[Start DATA FOR THIS TASK]
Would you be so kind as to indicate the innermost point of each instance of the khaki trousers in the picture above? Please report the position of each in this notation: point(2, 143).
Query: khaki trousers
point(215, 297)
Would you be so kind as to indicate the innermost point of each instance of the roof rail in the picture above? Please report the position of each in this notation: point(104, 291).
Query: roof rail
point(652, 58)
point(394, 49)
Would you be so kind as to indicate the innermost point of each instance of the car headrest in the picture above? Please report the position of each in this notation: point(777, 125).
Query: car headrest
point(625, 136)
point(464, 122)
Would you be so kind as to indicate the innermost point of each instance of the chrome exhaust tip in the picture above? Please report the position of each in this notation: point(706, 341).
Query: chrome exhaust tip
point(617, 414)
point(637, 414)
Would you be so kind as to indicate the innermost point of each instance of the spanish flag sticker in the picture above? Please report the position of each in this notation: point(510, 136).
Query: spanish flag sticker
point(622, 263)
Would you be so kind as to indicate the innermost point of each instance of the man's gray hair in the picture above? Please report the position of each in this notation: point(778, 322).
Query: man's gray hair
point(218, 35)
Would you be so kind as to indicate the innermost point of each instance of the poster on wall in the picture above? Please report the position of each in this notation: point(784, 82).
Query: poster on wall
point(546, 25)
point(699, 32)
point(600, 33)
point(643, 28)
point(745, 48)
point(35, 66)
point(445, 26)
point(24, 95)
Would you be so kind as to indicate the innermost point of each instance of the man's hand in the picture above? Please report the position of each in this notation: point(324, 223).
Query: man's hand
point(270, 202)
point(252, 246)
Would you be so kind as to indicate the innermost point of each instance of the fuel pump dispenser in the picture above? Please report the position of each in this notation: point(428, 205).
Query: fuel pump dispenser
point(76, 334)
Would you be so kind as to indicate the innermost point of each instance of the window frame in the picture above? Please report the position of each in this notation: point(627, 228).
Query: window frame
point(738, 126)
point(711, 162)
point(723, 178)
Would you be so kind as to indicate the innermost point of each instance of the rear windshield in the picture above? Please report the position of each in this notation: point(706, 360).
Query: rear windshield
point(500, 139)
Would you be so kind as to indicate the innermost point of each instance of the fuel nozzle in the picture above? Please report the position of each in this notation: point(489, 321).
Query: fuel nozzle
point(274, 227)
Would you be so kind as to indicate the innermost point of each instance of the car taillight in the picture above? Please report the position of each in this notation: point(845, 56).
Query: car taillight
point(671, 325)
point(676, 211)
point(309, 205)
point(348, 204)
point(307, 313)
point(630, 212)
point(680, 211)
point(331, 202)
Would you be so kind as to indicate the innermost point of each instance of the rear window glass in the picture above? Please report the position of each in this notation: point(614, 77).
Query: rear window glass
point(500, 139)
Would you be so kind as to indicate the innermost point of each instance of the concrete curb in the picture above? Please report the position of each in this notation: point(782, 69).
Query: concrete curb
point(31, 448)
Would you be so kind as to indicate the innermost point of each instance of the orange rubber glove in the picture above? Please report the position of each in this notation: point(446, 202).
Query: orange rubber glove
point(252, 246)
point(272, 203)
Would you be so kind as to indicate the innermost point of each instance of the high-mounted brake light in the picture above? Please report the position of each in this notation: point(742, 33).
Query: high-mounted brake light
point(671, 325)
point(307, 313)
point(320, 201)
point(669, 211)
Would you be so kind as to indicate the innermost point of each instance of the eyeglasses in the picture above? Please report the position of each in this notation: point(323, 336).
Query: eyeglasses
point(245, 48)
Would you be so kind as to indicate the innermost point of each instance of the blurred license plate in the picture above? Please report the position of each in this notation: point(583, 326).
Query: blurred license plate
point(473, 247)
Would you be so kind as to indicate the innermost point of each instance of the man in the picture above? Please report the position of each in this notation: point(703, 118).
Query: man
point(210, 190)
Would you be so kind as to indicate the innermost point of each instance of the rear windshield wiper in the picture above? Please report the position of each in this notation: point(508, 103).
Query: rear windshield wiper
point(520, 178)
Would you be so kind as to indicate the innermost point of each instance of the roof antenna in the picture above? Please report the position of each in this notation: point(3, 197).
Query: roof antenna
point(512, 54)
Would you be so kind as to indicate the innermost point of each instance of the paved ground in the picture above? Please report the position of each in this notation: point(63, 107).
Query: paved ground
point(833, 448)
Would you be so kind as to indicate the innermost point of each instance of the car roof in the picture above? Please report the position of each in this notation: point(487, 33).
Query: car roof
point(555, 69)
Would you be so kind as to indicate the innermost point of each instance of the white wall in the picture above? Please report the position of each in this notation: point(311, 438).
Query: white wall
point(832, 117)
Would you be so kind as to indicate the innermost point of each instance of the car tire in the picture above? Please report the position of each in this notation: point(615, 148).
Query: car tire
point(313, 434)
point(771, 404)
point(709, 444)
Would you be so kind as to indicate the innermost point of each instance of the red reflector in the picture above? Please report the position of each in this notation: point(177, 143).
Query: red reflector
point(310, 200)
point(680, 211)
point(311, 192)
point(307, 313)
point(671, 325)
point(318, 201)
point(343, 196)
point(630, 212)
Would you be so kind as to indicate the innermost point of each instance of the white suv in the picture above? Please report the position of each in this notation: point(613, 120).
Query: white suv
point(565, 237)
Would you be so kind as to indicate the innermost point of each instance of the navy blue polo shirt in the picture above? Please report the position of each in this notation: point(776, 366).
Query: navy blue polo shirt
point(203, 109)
[End DATA FOR THIS TASK]
PROMPT: Convert every line of the rows above into a JSON list of strings, one string per line, leaving out blank lines.

SOLUTION TO THE PROBLEM:
[
  "Would you be so kind as to indicate the innermost point of each instance of the khaki trousers in the picture above? Please report the position of each in this notation: point(2, 143).",
  "Query: khaki trousers",
  "point(215, 297)",
  "Would you be so kind as to indicate the innermost point of each instance of the roof rail in the picture above? Please report the position of each in this notation: point(104, 291).",
  "Query: roof rail",
  "point(652, 58)",
  "point(394, 49)",
  "Would you be so kind as to indicate the innermost point of each instance of the car headrest in the picture above? Please report the position of each in this notation: point(777, 125).",
  "Query: car headrest",
  "point(625, 136)",
  "point(464, 122)",
  "Would you be so kind as to indicate the innermost point of each instance of the chrome exhaust tip in the picture above? Please report the position of each in this notation: point(706, 341).",
  "Query: chrome exhaust tip",
  "point(617, 414)",
  "point(637, 414)",
  "Would you be so kind as to indicate the innermost point of each instance of the spanish flag sticker in the picture above? Please report the position of each in this notation: point(510, 136).",
  "Query: spanish flag sticker",
  "point(622, 263)",
  "Would you be so kind as to indicate the innermost point of each instance of the man's gray hair in the picture above? Please report the position of each in this notation: point(778, 322).",
  "Query: man's gray hair",
  "point(218, 35)",
  "Would you be so kind as to indicate the innermost point of each instance of the poster on wall in the picture above? Please report the position of each in this notation: point(784, 82).",
  "Query: poster on wall",
  "point(546, 25)",
  "point(699, 32)",
  "point(600, 33)",
  "point(643, 28)",
  "point(745, 48)",
  "point(35, 66)",
  "point(445, 26)",
  "point(24, 95)",
  "Would you be so kind as to indicate the innermost point of each instance of the man's hand in the picture above? Please report the position of each in this notation: point(324, 223).",
  "Query: man's hand",
  "point(270, 202)",
  "point(252, 246)",
  "Would you be so kind as to indicate the innermost point of each instance of the fuel pump dispenser in the picture above? Please report the position of each in this notation: point(428, 205).",
  "Query: fuel pump dispenser",
  "point(76, 334)",
  "Would you be so kind as to indicate the innermost point of each instance of the window frame in the picture above? Please report the position of each in this notation: point(627, 228).",
  "Query: window frame",
  "point(738, 126)",
  "point(711, 162)",
  "point(723, 178)",
  "Would you be so kind as to indicate the innermost point of each instance of the rear windshield in the picture above? Please report the position of each in this notation: point(706, 360).",
  "Query: rear windshield",
  "point(500, 139)",
  "Would you be so kind as to indicate the innermost point of each instance of the fuel nozzle in the picture above? Please report the position of each in this notation: point(489, 321).",
  "Query: fuel nozzle",
  "point(274, 227)",
  "Would you be so kind as to indicate the innermost point of each instance of the car taillight in the picture above? Please report the position of each in this notation: point(845, 56).",
  "Query: car taillight",
  "point(671, 325)",
  "point(676, 211)",
  "point(309, 205)",
  "point(348, 204)",
  "point(307, 313)",
  "point(630, 212)",
  "point(680, 211)",
  "point(331, 202)",
  "Would you be so kind as to indicate the innermost point of each instance of the rear window glass in the picture above? Please report the position of each in this notation: point(614, 77).",
  "Query: rear window glass",
  "point(500, 139)",
  "Would you be so kind as to indicate the innermost point of each instance of the concrete curb in the picture above? Please report the position of each in this notation: point(782, 69).",
  "Query: concrete curb",
  "point(31, 448)",
  "Would you be so kind as to indicate the innermost point of each instance of the orange rubber glove in the picture above? Please report the position of each in this notation: point(446, 202).",
  "Query: orange rubber glove",
  "point(252, 246)",
  "point(272, 203)",
  "Would you be so kind as to indicate the innermost point of each instance of the high-mounted brake light in the picture above? Please report the position of each in this notation: point(742, 33).",
  "Query: high-mounted brake light",
  "point(671, 325)",
  "point(307, 313)",
  "point(320, 201)",
  "point(669, 211)",
  "Would you be so kind as to indicate the innermost point of each instance of the eyeglasses in the picture above? Please report the position of each in this notation: point(323, 336).",
  "Query: eyeglasses",
  "point(245, 48)",
  "Would you be so kind as to indicate the innermost point of each instance of the blurred license plate in the picture above? Please report the position of each in this notation: point(583, 326).",
  "Query: blurred license plate",
  "point(473, 247)",
  "Would you be so kind as to indicate the innermost point of each instance of the man in the picture above? Please report the position of each in this notation: point(703, 118).",
  "Query: man",
  "point(210, 190)",
  "Would you be so kind as to indicate the innermost point of each instance of the rear windshield wiper in the picture above? Please report the position of each in this notation: point(508, 103).",
  "Query: rear windshield wiper",
  "point(520, 178)",
  "Would you be so kind as to indicate the innermost point of each instance of the roof antenna in the picture above? Please report the position of each in this notation: point(3, 197).",
  "Query: roof antenna",
  "point(512, 54)",
  "Would you be so kind as to indicate the innermost point of each instance of the paved ground in the picture above? Please report the position of each in this notation: point(63, 107).",
  "Query: paved ground",
  "point(833, 448)",
  "Would you be so kind as to indicate the innermost point of each instance of the car roof in the picture above? Please report the position of each in this notation: point(487, 33).",
  "Query: car roof",
  "point(555, 69)",
  "Would you be so kind as to indicate the innermost point of each instance of the white wall in the picture above? Please report the position of each in this notation: point(311, 438).",
  "Query: white wall",
  "point(832, 117)",
  "Would you be so kind as to indicate the innermost point of each instance of the car tire in the picture above? Please report the position of each in this notation: point(615, 148).",
  "Query: car tire",
  "point(313, 434)",
  "point(771, 404)",
  "point(709, 444)",
  "Would you be so kind as to indicate the innermost point of each instance of the red reflector in the picture above? Please report the position of each in this notation: point(177, 143).",
  "Query: red reflector",
  "point(310, 200)",
  "point(680, 211)",
  "point(311, 192)",
  "point(307, 313)",
  "point(671, 325)",
  "point(318, 201)",
  "point(343, 196)",
  "point(630, 212)",
  "Would you be so kind as to indicate the innermost point of each instance of the white suv in the picture above? Please report the position of each in this notation: point(613, 120).",
  "Query: white suv",
  "point(565, 237)",
  "Would you be so kind as to indicate the innermost point of each instance of the navy blue polo shirt in the picture above? Please report the position of each in this notation: point(776, 366).",
  "Query: navy blue polo shirt",
  "point(203, 109)"
]